> _Text provided_:
Yes you can use your phone GPS.
Uber app uses Google maps in Android


----------



## SCdave (Jun 27, 2014)

It can take minutes for the Rider to get a confirmation after you hit ARRIVE. I've had Riders in my vehicle for a few minutes when they actually get the ARRIVE confirmation.

After pulling up to pick up location, I'll Text the Rider that "Hi, I'm out front at '"write in pick up address' ". I'll get a response of "be right down", "no, that location is wrong, I"m at ' corrected pick up address'", or no response. At 5 minutes, I'll call and then decide to wait or Cancel/No Show depending on response.

Personal preference to Text or Call first. I hit ARRIVE but for me it doesn't notify the Rider quickly enough and is only a Start Timer for the Cancellation Fee as far as I am concerned. Texting or Calling is more reliable; you know that the Rider gets it immediately even if they do not respond.


----------



## Red (Nov 8, 2014)

I hit Arrive while on approach to the pin and start typing text with details on my exact location after I've parked. 
Send the text in about 5 min. Usually they show up within those 5 min or right after I've sent a text. "Be right down" reply usually leads to another 5-10 minutes of waiting during which I want to start the trip to make them pay for keeping me waiting and sitting on my hands because I know that if I do so they'll give a lower rating afterwards.

> _Work to do_:
**a.** In the rideshare thread, what does the Uber app use on Android?
**b.** Please write out everything in the rideshare thread from "After pulling up" down to "depending on response.".

> _Entries provided_:

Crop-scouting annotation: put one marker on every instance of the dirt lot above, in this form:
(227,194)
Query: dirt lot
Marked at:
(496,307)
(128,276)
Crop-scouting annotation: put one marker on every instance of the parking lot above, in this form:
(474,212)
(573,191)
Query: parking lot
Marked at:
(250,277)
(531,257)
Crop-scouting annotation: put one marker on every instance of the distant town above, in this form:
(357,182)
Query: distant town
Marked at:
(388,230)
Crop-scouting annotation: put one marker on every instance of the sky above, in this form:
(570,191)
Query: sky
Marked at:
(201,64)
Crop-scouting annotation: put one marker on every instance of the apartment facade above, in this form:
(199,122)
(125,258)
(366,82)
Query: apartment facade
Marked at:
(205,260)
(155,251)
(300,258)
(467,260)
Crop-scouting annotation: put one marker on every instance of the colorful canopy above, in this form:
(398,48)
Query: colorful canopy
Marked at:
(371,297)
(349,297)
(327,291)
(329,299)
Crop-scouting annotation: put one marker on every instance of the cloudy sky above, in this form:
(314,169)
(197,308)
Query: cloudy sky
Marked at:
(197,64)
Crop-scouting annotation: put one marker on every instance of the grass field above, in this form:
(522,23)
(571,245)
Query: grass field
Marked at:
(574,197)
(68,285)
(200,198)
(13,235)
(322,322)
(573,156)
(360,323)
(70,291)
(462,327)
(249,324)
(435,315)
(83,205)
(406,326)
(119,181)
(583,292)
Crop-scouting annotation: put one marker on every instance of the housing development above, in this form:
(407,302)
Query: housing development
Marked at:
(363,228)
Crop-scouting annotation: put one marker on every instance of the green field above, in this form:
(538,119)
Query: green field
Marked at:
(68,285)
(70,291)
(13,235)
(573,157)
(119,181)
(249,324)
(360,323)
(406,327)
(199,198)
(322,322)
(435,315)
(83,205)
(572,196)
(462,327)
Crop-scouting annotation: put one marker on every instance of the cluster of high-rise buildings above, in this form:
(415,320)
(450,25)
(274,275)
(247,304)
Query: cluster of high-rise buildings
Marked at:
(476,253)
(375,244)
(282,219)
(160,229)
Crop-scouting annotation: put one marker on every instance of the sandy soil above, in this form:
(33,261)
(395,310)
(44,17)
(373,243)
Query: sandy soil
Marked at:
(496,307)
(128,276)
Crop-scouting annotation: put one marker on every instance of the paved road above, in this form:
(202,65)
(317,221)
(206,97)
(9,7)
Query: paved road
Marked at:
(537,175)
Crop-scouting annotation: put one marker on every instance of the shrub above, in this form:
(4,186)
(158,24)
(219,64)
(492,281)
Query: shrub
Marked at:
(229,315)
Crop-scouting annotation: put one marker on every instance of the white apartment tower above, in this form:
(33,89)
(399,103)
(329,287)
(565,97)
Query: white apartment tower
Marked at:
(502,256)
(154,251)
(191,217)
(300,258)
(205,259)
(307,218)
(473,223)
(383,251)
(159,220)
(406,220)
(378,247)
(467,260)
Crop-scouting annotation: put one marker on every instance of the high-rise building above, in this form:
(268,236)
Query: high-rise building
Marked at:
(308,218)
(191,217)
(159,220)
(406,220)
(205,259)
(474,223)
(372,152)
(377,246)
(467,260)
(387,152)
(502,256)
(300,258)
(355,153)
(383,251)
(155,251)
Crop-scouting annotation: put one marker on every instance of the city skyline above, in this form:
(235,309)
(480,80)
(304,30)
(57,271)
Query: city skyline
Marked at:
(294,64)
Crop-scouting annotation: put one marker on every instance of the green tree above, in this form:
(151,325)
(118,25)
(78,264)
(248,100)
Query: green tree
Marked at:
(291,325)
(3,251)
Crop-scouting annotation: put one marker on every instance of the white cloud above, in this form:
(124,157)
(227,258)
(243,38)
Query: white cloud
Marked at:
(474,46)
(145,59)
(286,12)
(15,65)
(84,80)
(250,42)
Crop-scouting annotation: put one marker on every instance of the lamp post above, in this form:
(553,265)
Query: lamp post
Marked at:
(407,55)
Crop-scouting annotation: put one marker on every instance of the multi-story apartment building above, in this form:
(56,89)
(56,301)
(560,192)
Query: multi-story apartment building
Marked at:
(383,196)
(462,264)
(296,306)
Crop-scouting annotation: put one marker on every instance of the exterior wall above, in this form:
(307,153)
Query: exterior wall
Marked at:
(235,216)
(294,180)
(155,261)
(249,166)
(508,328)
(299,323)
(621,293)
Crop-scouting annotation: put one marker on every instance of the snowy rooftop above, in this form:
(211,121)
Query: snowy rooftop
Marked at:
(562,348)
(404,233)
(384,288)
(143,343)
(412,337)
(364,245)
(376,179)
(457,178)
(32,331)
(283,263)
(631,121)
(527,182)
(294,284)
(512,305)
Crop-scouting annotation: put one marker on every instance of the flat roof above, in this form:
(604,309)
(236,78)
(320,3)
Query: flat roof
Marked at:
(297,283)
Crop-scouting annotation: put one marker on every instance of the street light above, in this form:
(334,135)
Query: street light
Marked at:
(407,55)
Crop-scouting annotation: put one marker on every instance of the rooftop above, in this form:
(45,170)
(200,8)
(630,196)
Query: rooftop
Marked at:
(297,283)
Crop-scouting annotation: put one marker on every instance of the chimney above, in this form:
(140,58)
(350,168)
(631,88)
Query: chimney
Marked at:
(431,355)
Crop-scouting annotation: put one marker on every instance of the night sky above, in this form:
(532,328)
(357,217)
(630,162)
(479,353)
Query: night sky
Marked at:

> _Completed exercise_:
**a.** Google Maps.

**b.**
After pulling up to pick up location, I'll Text the Rider that "Hi, I'm out front at '"write in pick up address' ". I'll get a response of "be right down", "no, that location is wrong, I"m at ' corrected pick up address'", or no response. At 5 minutes, I'll call and then decide to wait or Cancel/No Show depending on response.